*** RECORDS ***

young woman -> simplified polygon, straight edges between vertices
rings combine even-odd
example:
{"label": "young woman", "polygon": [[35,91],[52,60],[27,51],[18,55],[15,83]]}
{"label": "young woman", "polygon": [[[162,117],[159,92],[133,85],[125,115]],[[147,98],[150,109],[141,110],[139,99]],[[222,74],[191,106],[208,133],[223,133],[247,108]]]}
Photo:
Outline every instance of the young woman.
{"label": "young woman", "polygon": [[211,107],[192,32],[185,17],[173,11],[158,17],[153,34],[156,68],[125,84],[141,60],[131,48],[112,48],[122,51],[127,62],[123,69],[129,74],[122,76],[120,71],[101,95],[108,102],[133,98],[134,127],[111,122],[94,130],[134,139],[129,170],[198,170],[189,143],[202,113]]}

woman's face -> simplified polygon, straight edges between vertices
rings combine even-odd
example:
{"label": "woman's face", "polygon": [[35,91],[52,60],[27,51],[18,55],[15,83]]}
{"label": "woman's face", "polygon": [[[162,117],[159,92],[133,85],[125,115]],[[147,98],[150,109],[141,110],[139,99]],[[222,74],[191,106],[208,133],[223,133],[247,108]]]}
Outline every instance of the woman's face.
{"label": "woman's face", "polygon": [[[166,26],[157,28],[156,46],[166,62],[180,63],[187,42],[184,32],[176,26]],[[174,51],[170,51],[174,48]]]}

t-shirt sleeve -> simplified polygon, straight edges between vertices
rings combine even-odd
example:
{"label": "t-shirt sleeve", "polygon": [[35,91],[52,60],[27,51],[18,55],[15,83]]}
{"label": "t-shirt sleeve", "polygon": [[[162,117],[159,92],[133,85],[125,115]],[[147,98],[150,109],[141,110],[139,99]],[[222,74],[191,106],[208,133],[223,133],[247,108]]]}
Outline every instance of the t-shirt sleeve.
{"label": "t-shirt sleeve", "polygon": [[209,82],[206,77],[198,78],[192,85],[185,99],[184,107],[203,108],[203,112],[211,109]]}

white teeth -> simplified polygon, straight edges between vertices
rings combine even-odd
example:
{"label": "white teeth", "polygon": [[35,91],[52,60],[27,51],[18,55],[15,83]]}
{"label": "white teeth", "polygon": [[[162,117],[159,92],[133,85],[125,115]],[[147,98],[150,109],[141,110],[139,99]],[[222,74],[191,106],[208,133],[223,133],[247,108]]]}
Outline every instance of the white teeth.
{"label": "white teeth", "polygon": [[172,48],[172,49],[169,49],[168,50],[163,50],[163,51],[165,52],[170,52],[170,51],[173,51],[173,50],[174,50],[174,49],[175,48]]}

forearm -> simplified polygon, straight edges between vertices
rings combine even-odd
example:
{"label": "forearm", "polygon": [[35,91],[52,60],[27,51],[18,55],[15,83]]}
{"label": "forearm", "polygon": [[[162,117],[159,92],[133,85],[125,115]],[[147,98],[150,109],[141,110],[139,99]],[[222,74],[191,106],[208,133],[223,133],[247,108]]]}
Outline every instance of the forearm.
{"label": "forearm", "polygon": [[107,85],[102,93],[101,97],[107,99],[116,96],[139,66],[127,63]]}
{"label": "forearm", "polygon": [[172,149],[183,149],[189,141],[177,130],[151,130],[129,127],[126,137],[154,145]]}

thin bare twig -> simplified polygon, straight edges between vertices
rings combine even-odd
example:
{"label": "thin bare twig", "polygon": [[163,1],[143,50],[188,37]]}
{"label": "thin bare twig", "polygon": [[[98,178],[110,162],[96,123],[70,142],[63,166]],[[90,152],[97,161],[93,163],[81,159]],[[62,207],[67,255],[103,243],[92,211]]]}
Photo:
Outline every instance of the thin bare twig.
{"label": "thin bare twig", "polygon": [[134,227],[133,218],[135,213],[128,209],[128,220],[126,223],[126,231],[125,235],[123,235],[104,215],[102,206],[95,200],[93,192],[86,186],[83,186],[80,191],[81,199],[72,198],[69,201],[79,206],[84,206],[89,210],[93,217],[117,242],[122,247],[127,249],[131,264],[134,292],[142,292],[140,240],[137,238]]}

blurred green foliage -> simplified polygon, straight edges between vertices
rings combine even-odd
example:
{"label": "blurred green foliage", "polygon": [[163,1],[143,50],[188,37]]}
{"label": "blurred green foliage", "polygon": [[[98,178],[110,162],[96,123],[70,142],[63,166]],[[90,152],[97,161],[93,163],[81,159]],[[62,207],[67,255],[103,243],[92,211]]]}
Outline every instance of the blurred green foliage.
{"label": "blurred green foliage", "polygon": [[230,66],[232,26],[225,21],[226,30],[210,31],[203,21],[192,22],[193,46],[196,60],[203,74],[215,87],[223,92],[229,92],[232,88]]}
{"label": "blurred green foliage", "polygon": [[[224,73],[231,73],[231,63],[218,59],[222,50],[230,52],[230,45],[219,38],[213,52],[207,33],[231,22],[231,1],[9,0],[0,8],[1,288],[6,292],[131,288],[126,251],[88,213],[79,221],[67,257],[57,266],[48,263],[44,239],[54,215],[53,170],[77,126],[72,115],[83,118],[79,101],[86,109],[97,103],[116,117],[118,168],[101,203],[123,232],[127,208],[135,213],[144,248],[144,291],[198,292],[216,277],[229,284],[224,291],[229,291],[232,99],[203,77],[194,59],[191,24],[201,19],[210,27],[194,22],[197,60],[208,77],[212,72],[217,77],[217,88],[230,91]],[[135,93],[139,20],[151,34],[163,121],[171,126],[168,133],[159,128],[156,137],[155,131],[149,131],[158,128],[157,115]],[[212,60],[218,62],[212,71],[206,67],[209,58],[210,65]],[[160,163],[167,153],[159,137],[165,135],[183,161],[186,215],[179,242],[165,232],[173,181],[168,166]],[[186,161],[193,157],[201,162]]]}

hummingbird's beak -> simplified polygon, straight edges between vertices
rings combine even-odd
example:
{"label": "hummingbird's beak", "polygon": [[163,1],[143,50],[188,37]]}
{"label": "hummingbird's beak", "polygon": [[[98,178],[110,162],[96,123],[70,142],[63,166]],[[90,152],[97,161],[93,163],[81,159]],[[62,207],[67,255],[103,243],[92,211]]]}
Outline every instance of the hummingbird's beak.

***

WHAT IS EXPECTED. Reproduce all of the data exactly as given.

SOLUTION TO THE PROBLEM.
young woman -> simplified polygon, straight edges between vertices
rings combine even-odd
example:
{"label": "young woman", "polygon": [[35,91],[52,60],[27,51],[18,55],[15,83]]}
{"label": "young woman", "polygon": [[[162,117],[159,92],[133,85],[125,115]],[[147,98],[150,109],[141,110],[139,99]],[[222,74],[191,106],[208,133],[223,133],[247,108]]]}
Photo:
Outline every instance of the young woman.
{"label": "young woman", "polygon": [[211,107],[192,32],[185,17],[173,11],[158,17],[153,34],[156,68],[125,84],[141,60],[131,48],[112,48],[122,51],[127,62],[123,69],[129,74],[122,76],[120,71],[101,95],[108,102],[133,98],[134,127],[111,122],[94,130],[134,139],[129,170],[198,170],[189,143],[202,113]]}

woman's face -> simplified polygon, straight edges between vertices
rings combine even-odd
example:
{"label": "woman's face", "polygon": [[35,91],[52,60],[27,51],[18,55],[15,83]]}
{"label": "woman's face", "polygon": [[[162,117],[159,92],[133,85],[125,115]],[[147,98],[150,109],[141,110],[139,99]],[[222,74],[191,106],[208,133],[223,133],[247,108]]]}
Outline every instance of the woman's face.
{"label": "woman's face", "polygon": [[[166,26],[157,28],[156,46],[166,62],[180,63],[187,42],[184,32],[176,26]],[[174,51],[170,51],[174,48]]]}

t-shirt sleeve -> simplified polygon, straight edges between vertices
rings combine even-odd
example:
{"label": "t-shirt sleeve", "polygon": [[35,91],[52,60],[27,51],[18,55],[15,83]]}
{"label": "t-shirt sleeve", "polygon": [[[162,117],[159,92],[133,85],[125,115]],[[147,98],[150,109],[141,110],[139,99]],[[222,74],[191,106],[208,133],[223,133],[247,108]]]}
Outline every instance of the t-shirt sleeve.
{"label": "t-shirt sleeve", "polygon": [[209,82],[206,77],[198,78],[192,85],[185,99],[184,107],[203,108],[203,112],[211,109]]}

white teeth -> simplified polygon, straight edges between vertices
rings combine even-odd
example:
{"label": "white teeth", "polygon": [[35,91],[52,60],[27,51],[18,55],[15,83]]}
{"label": "white teeth", "polygon": [[[162,117],[159,92],[133,85],[125,115]],[[147,98],[150,109],[141,110],[139,99]],[[222,74],[191,106],[208,133],[223,133],[247,108]]]}
Outline every instance of the white teeth.
{"label": "white teeth", "polygon": [[172,48],[172,49],[169,49],[168,50],[163,50],[163,51],[165,52],[170,52],[170,51],[173,51],[173,50],[174,50],[174,49],[175,48]]}

forearm -> simplified polygon, straight edges between vertices
rings combine even-odd
example:
{"label": "forearm", "polygon": [[35,91],[52,60],[27,51],[18,55],[15,83]]}
{"label": "forearm", "polygon": [[[162,117],[159,92],[133,85],[125,115]],[[147,98],[150,109],[141,110],[139,99]],[[222,74],[191,106],[208,133],[223,133],[247,108]]]}
Outline every instance of the forearm.
{"label": "forearm", "polygon": [[107,85],[102,93],[101,97],[107,99],[116,96],[139,66],[127,63]]}
{"label": "forearm", "polygon": [[172,149],[183,149],[189,141],[177,130],[151,130],[129,127],[126,137],[154,145]]}

thin bare twig -> simplified polygon, straight edges between vertices
rings combine even-odd
example:
{"label": "thin bare twig", "polygon": [[163,1],[143,50],[188,37]]}
{"label": "thin bare twig", "polygon": [[[98,178],[110,162],[96,123],[70,142],[63,166]],[[90,152],[97,161],[93,163],[81,159]],[[62,207],[67,255],[103,243],[92,211]]]}
Photo:
Outline every instance of the thin bare twig.
{"label": "thin bare twig", "polygon": [[134,227],[133,218],[135,213],[128,209],[128,220],[126,223],[126,231],[125,235],[123,235],[104,215],[102,206],[95,200],[93,192],[86,186],[83,186],[80,191],[81,199],[72,198],[69,201],[79,206],[84,206],[89,210],[93,217],[117,242],[122,247],[127,249],[131,264],[134,292],[142,292],[140,240],[137,238]]}

blurred green foliage -> simplified polygon, straight edges between vertices
rings combine even-odd
example:
{"label": "blurred green foliage", "polygon": [[163,1],[143,50],[188,37]]}
{"label": "blurred green foliage", "polygon": [[[98,178],[110,162],[96,123],[70,142],[63,166]],[[90,152],[97,161],[93,163],[81,159]],[[62,207],[67,255],[103,243],[92,211]]]}
Outline every instance of the blurred green foliage.
{"label": "blurred green foliage", "polygon": [[230,66],[232,26],[225,21],[226,30],[210,31],[203,21],[192,22],[193,46],[196,60],[203,74],[215,87],[223,92],[229,92],[232,88]]}
{"label": "blurred green foliage", "polygon": [[[224,73],[231,73],[231,63],[218,59],[222,50],[230,52],[230,45],[219,38],[213,52],[207,33],[231,22],[231,1],[9,0],[0,8],[1,288],[6,292],[131,288],[126,251],[88,213],[79,221],[67,257],[57,266],[48,263],[44,239],[54,215],[53,170],[77,126],[72,115],[83,118],[79,101],[86,109],[97,103],[116,117],[118,168],[101,203],[123,232],[127,208],[135,213],[144,248],[144,291],[198,292],[216,277],[229,284],[224,291],[229,291],[232,99],[203,77],[194,59],[191,24],[201,19],[210,27],[194,22],[197,60],[208,77],[212,72],[217,77],[217,88],[230,91]],[[135,93],[139,20],[151,34],[163,121],[171,126],[168,133],[159,128],[156,137],[155,131],[149,131],[158,128],[157,115]],[[212,60],[218,62],[212,71],[206,67],[209,58],[210,65]],[[160,163],[167,153],[159,137],[165,135],[183,161],[186,215],[179,242],[165,232],[173,181],[168,166]],[[186,161],[193,157],[201,162]]]}

hummingbird's beak -> simplified polygon, straight edges between vertices
rings combine even-odd
example:
{"label": "hummingbird's beak", "polygon": [[163,1],[143,50],[188,37]]}
{"label": "hummingbird's beak", "polygon": [[[98,178],[110,162],[96,123],[70,142],[63,166]],[[90,152],[97,161],[93,163],[81,159]],[[62,207],[67,255],[103,243],[92,211]]]}
Outline every instance of the hummingbird's beak.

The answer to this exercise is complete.